§ Activity list:
1/ Translate this sentence from the list of assumptions about politicians into Spanish: "The forces of political pressure and lobbying are such that the people's "wants" are virtually limitless."
2/ Please transcribe, with no changes, the part of the list of assumptions about politicians that opens with the words containing "If the above" and closes with "tax collection itself.".

A Few Assumptions About Politicians
- Politicians are like most people: They want to be liked, and they want to keep their jobs
- Politicians are self-interested: They will usually act in ways that are good for themselves
- Politicians respond to incentives: They will tend to do the things that will lead to election or re-election
- Politicians are conscious of status: They will usually seek credit where they can and avoid blame where possible
- Voters are self-interested: They will try to get the most return for their tax dollars spent
- Voters are utility maximizers: They have lots of things they'd prefer to do other than research public issues, so they tend to spend little time on that research
- Voters are aware of political power: They recognize that a limited amount of political lobbying can have large returns
- Journalists will tend to report approvingly of government behavior: When in doubt, reporters will tend to favor government sources for stories since they will appear to be "unbiased." They will tend to report favorably on subjects on which someone appears to be "taking action." They will ordinarily not be skilled in distilling cost/benefit analyses into engaging reports.
- The power of the purse will tend to resist restraint: The nature of most government spending (concentrated benefits with diffuse costs) will tend to cause an increase in government spending that is disproportionate to the growth in the rest of the economy.
- Fiscal responsibility is a virtue: The ability to judge worthy and efficient uses of resources is a laudable and necessary adult behavior.
If the above assumptions are true, then virtually any self-governing nation needs some pretty irrational politicians in order to remain solvent in the long run. The forces of political pressure and lobbying are such that the people's "wants" are virtually limitless. This is borne out in the tendency to minimize the fiscal impact of government action: Sales-tax hikes are proposed as "Just a penny" or "For the children", and tax dollars become "government revenues" (note that Massachusetts, Pennsylvania, Illinois, Missouri, and probably most of the other states call the tax office the "Department of Revenue"). While it could be argued that the "revenue" nomenclature reflects the collection of user fees and charges other tan taxes, it clearly has the effect of putting a spin on the act of tax collection itself.

§ Data section:

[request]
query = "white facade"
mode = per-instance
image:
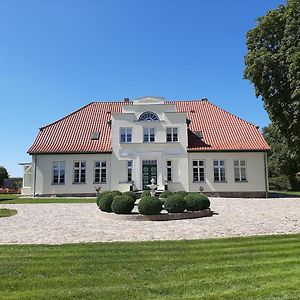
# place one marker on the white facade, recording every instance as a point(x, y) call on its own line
point(140, 151)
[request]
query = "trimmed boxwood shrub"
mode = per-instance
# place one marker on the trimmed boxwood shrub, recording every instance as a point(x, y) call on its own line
point(181, 193)
point(196, 201)
point(146, 193)
point(165, 194)
point(149, 206)
point(101, 195)
point(130, 194)
point(105, 202)
point(175, 204)
point(122, 205)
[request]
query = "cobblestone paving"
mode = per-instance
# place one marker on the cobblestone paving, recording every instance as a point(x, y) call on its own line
point(73, 223)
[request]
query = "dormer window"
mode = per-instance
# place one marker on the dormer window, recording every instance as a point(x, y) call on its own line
point(148, 116)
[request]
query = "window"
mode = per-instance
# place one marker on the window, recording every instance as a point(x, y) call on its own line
point(198, 170)
point(100, 171)
point(240, 170)
point(125, 135)
point(169, 170)
point(149, 135)
point(148, 116)
point(219, 170)
point(172, 134)
point(58, 173)
point(129, 170)
point(79, 171)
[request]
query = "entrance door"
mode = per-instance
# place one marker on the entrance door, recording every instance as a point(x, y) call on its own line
point(149, 172)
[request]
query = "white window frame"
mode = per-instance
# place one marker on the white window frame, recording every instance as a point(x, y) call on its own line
point(170, 169)
point(129, 170)
point(59, 166)
point(220, 167)
point(102, 167)
point(198, 167)
point(147, 133)
point(80, 169)
point(172, 134)
point(127, 135)
point(238, 167)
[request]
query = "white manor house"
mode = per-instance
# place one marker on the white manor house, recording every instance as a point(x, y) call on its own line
point(183, 145)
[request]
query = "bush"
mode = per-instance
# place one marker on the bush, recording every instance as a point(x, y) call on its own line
point(175, 204)
point(105, 201)
point(131, 194)
point(181, 193)
point(122, 205)
point(101, 195)
point(149, 206)
point(146, 193)
point(280, 183)
point(196, 201)
point(166, 194)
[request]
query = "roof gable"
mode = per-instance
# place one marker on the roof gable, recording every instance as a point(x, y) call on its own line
point(221, 130)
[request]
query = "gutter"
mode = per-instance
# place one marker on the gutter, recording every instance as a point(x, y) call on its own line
point(34, 178)
point(266, 173)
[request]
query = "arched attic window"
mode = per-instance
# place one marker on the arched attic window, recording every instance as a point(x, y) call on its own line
point(148, 116)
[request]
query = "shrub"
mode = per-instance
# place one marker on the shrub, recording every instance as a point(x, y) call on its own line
point(122, 205)
point(181, 193)
point(101, 195)
point(149, 206)
point(165, 194)
point(175, 204)
point(105, 202)
point(196, 201)
point(146, 193)
point(131, 194)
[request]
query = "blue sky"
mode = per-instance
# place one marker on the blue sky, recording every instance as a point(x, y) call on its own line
point(58, 55)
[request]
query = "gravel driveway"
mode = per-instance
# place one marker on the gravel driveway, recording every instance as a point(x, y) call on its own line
point(73, 223)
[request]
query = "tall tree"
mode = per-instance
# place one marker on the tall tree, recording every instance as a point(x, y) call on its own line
point(3, 175)
point(273, 66)
point(282, 164)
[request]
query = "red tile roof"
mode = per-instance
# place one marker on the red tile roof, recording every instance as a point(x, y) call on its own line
point(221, 130)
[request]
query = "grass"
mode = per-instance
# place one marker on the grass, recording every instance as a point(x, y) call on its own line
point(5, 212)
point(266, 267)
point(15, 199)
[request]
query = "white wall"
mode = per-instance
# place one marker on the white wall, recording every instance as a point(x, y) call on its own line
point(44, 173)
point(255, 172)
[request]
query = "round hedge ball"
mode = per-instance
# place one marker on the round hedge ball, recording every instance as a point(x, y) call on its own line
point(105, 202)
point(165, 194)
point(122, 205)
point(130, 194)
point(175, 204)
point(149, 206)
point(194, 202)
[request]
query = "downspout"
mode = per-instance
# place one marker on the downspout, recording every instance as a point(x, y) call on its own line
point(266, 173)
point(34, 177)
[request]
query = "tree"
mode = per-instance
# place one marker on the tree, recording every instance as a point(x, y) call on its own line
point(3, 175)
point(273, 66)
point(282, 163)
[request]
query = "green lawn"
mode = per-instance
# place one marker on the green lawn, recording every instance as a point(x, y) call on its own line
point(17, 200)
point(236, 268)
point(4, 212)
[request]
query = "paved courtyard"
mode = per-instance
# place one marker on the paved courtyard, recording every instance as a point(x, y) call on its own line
point(73, 223)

§ Responses to the tasks:
1/ Las fuerzas de la presión política y del cabildeo son tales que los «deseos» de la gente son prácticamente ilimitados.

2/
If the above assumptions are true, then virtually any self-governing nation needs some pretty irrational politicians in order to remain solvent in the long run. The forces of political pressure and lobbying are such that the people's "wants" are virtually limitless. This is borne out in the tendency to minimize the fiscal impact of government action: Sales-tax hikes are proposed as "Just a penny" or "For the children", and tax dollars become "government revenues" (note that Massachusetts, Pennsylvania, Illinois, Missouri, and probably most of the other states call the tax office the "Department of Revenue"). While it could be argued that the "revenue" nomenclature reflects the collection of user fees and charges other tan taxes, it clearly has the effect of putting a spin on the act of tax collection itself.